Nilratan Halder | November 25, 2016 00:00:00


Amazing has been the advancement of science and technology. Never before in human history has there been so wide an application of science to technological development and innovation as it currently is. What is even more satisfying is that the technological dividend has not remained confined to the privileged upper class of society. The wonder gadgets have become exceptionally cheap for the most ordinary and poor people to either own or have access to those. The cell phone is a case in point.

Unsurprisingly, its impact on livelihoods, human and social relations, communications, system of production, transportation, marketing, trade and economy and the overall lifestyle has been great. Life has undergone a drastic transformation. Many of the forms of traditional knowledge, values and practices are no longer able to keep pace with the rapid changes.

How is Bangladesh prepared to go along with the journey of human knowledge and education? Sure enough, life's journey for every individual is a continuous lesson. Yet it is the academic pursuits that mostly count for individuals or any people on this planet. How they collectively build up a system of education, research and scholarship ultimately becomes an indicator of a nation's strength and weakness. Up to the higher secondary level, education is more or less a ground preparation. It is at the level of higher education that knowledge is truly created.

However, there are not enough causes for waxing lyrical about Bangladesh's higher education either. Scholarship, research and innovation -be those in any branch of knowledge - seem to have stymied as if the steam has long exhausted. But once scholars of international fame taught at Dhaka University. Dr. Shahidullah, Satyendra Nath Bose, Budhhadeb Basu, Motahar Hossain Chowdhury and lately Professor Razzak and Sardar Fazlul Karim among others were the standard bearers of scholarship and erudition.

Today, the context has changed so much that philosophy and humanities have been relegated to the back burner and business administration has come to the fore on the one hand and on the other information and communication technology (ICT) has taken the stage by storm. In fact career building rather than devoting talent and effort to the greater good of society has become the overriding predilection for students and teachers. Concentration on these areas has been producing results as well. That students of the International Business Administration (IBA) Faculty of the University of Dhaka and the Bangladesh University of Engineering and Technology (BUET) are laudably competing with their counterparts from the world's best universities is certainly a cause for celebration.
....
• [Tasks]:
A. Repeat everything in the article from "Unsurprisingly, its impact" down to "the rapid changes.".
B. Answer these questions from the article:
(i) Which gadget is given as a case in point?
(ii) At what level is knowledge said to be truly created?
(iii) Students of which two institutions are said to be competing with counterparts from the world's best universities?
C. Name every person the article lists as a standard bearer of scholarship and erudition.
Answer from the article alone.

• [Information supplied]:
....
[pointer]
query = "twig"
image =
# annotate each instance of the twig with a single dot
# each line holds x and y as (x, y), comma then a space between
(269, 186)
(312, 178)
....
• [Task solutions]:
A.
Unsurprisingly, its impact on livelihoods, human and social relations, communications, system of production, transportation, marketing, trade and economy and the overall lifestyle has been great. Life has undergone a drastic transformation. Many of the forms of traditional knowledge, values and practices are no longer able to keep pace with the rapid changes.

B.
(i) The cell phone.
(ii) At the level of higher education.
(iii) The International Business Administration (IBA) Faculty of the University of Dhaka and the Bangladesh University of Engineering and Technology (BUET).

C. Dr. Shahidullah, Satyendra Nath Bose, Budhhadeb Basu, Motahar Hossain Chowdhury, Professor Razzak, Sardar Fazlul Karim